• **Selected excerpt**:
________________

[Info-vax] VMS process communication

Dave Froble davef at tsoft-inc.com
Tue Sep 13 20:59:57 EDT 2022


On 9/13/2022 6:34 PM, Stephen Hoffman wrote:
> On 2022-09-13 20:59:40 +0000, Dave Froble said:
>
>> That's what "handshakes" are for.
>>
>> Hey, I want to send some data, 4000 bytes ...
>> Ok, ready to receive data ...
>> Send the data, wait for a response ...
>> Ok, received 4000 bytes ...
>>
>> Anything else would be considered a failure.
>>
>> In addition, checksums and such could be included to insure the 4000 bytes
>> sent is the same 4000 bytes received.
>
> 4K is ~one (modern) disk block, but yeah.
>
> More common to send 4K with a checksum, or 4K encrypted with a checksum, and let
> the receiver figure it out, though. An application-level TCP-style handshake is
> closer to what is described is certainly workable, but the chatter greatly slows
> things. I'd probably look at the QUIC handshake, or at a message-passing or
> transaction framework, if I needed the extra chatter.  DECdtm, or Paxos
> protocol, or MQTT, and tracking the transaction state, etc. But more generally
> with the use of TCP or QUIC, you will get notification of either a successful
> send, partial send, or of a failure to send.
>
> It's up to the app or the transaction manager to determine where the failure
> occurred, just as it's up to app-local error processing the trap shadow on an
> Alpha to determine where the error occurred, or other sorts of errors.

________________

• **Given information**:

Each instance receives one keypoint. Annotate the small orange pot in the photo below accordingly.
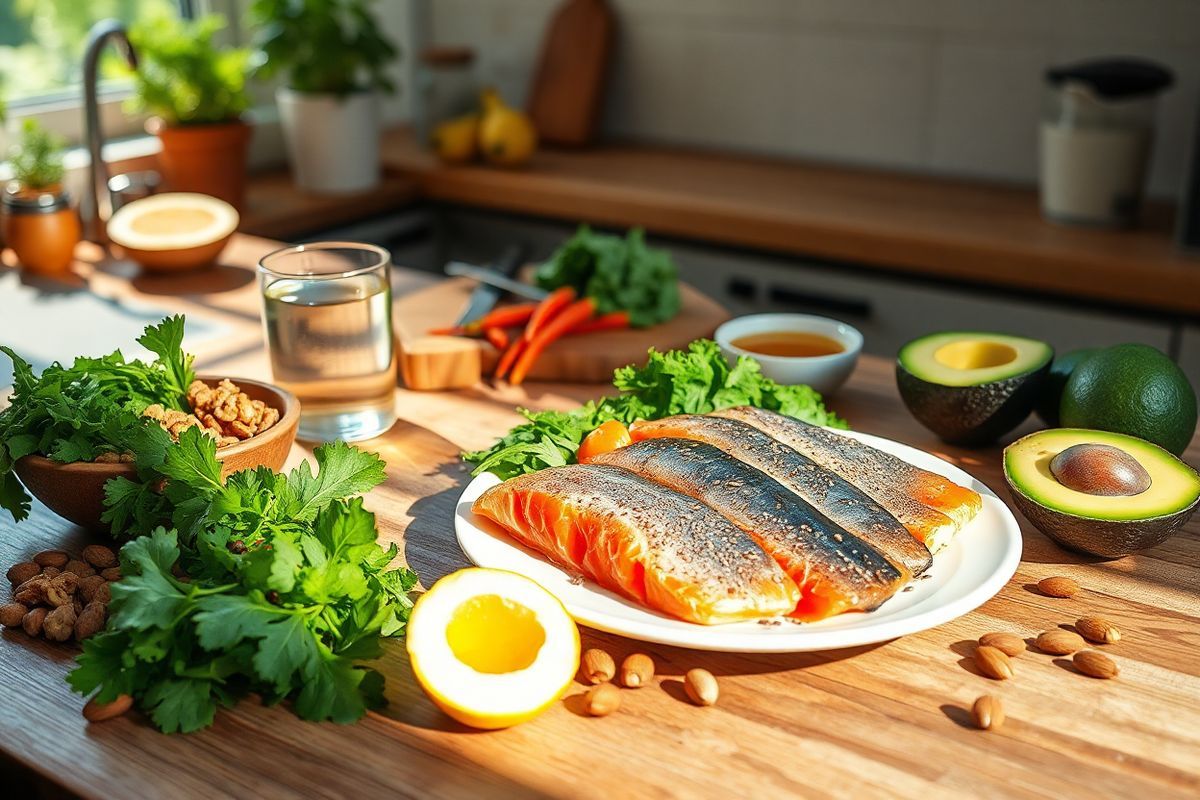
(41, 228)
(205, 158)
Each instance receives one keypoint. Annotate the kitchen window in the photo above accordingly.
(42, 44)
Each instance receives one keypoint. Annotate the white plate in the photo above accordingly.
(981, 559)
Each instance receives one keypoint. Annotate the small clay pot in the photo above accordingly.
(207, 158)
(41, 227)
(76, 491)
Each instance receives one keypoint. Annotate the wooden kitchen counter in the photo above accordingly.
(885, 720)
(957, 230)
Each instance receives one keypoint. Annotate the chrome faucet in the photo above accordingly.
(97, 37)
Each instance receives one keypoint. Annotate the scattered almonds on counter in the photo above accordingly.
(993, 662)
(1008, 643)
(603, 699)
(1095, 665)
(58, 596)
(636, 671)
(701, 686)
(1060, 642)
(1059, 587)
(988, 714)
(598, 666)
(1098, 630)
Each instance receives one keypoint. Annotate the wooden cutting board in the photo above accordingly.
(576, 359)
(568, 86)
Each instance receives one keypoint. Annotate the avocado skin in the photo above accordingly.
(1056, 380)
(1126, 389)
(1104, 537)
(971, 415)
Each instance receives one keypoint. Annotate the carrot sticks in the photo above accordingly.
(559, 325)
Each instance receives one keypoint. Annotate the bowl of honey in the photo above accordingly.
(795, 348)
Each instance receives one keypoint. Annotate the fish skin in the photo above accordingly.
(828, 492)
(835, 570)
(931, 506)
(649, 543)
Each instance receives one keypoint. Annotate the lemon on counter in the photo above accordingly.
(455, 140)
(492, 648)
(507, 137)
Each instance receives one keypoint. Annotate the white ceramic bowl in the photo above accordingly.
(825, 373)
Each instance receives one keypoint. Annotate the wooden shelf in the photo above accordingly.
(277, 209)
(949, 229)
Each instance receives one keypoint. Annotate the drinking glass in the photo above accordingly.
(327, 308)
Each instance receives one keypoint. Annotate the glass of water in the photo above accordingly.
(327, 308)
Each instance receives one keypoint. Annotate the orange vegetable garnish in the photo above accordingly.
(609, 437)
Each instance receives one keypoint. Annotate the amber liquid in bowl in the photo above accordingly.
(791, 344)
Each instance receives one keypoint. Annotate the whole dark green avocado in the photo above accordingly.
(1056, 380)
(1132, 389)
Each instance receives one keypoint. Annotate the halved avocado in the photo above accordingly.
(1111, 524)
(971, 388)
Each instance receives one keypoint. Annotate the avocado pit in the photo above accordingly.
(1099, 469)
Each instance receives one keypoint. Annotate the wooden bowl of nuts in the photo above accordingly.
(253, 422)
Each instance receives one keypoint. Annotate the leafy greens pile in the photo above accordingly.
(696, 380)
(617, 274)
(89, 408)
(286, 589)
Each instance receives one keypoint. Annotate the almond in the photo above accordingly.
(701, 686)
(1059, 587)
(1095, 665)
(993, 662)
(96, 711)
(1098, 630)
(601, 699)
(1060, 643)
(636, 671)
(1009, 643)
(598, 666)
(987, 713)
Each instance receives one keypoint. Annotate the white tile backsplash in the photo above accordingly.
(940, 85)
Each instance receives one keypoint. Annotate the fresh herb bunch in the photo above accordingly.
(37, 157)
(91, 407)
(696, 380)
(617, 274)
(287, 589)
(183, 77)
(331, 47)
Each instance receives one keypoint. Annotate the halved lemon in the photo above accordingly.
(492, 648)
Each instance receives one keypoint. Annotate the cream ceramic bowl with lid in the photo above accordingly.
(825, 373)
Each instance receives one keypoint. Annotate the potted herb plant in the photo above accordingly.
(334, 61)
(196, 92)
(39, 222)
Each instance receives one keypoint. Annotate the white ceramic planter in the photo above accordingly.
(333, 142)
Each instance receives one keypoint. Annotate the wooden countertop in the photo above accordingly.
(924, 226)
(875, 721)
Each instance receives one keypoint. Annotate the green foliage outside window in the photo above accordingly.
(183, 77)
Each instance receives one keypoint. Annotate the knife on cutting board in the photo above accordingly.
(485, 296)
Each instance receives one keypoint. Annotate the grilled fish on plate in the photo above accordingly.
(834, 570)
(930, 506)
(828, 492)
(641, 540)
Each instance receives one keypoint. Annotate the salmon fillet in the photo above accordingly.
(933, 507)
(834, 570)
(825, 489)
(643, 541)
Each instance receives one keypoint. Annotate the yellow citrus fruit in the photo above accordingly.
(492, 648)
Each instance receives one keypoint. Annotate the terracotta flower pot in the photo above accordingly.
(205, 158)
(41, 227)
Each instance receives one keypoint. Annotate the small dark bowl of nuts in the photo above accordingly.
(253, 422)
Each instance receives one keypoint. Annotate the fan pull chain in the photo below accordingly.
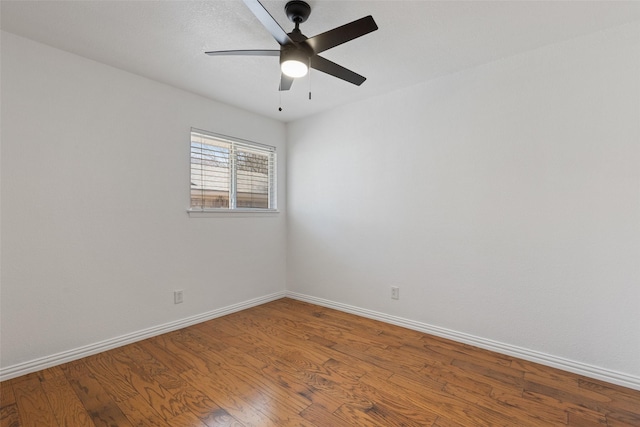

________________

• **Given task 1**:
In the post on VMS process communication, what does Stephen Hoffman say 4K roughly corresponds to?
• **Given task 2**:
Pick up the post on VMS process communication after its final line and continue it.

• **Output 1**:
About one modern disk block.

• **Output 2**:
>
> Put somewhat differently, it's usually best to design the connection for speed
> and simplicity and for the common cause, and to (potentially) make the error
> path and error recovery path somewhat more ugly.
>
> PS: The TCP send operation has four potential outcomes: all bytes transferred, a
> partial transfer with a need to loop and send more, a local failure with no
> transfer, or a connection failure from the remote side with no data transferred.
> Handling this usually involves a state machine.
>
> PPS: one of the more common errors here with TCP and such is assuming a 1-to-1
> mapping of writes to reads. TCP and QUIC don't (necessarily) work that way. One
> big write can become many smaller reads, for instance.
>
> PPPS: Depending on the platform, QUIC can have a specific API:
> https://developer.apple.com/documentation/network/quic_options — with that, QUIC
> can be switched to datagram, for instance.  And AFAIK, OpenVMS TCP/IP Services
> has UDP, TCP, and SCTP, but lacks QUIC.
>
> PPPPS: having a framework that deals with this makes this whole area far easier
> to deal with, and with fewer mistakes, and with fewer problems with encryption
> or authentication.
>

Well, yeah, but I learned communications over a serial line ...

-- 
David Froble                       Tel: 724-529-0450
Dave Froble Enterprises, Inc.      E-Mail: davef at tsoft-inc.com
DFE Ultralights, Inc.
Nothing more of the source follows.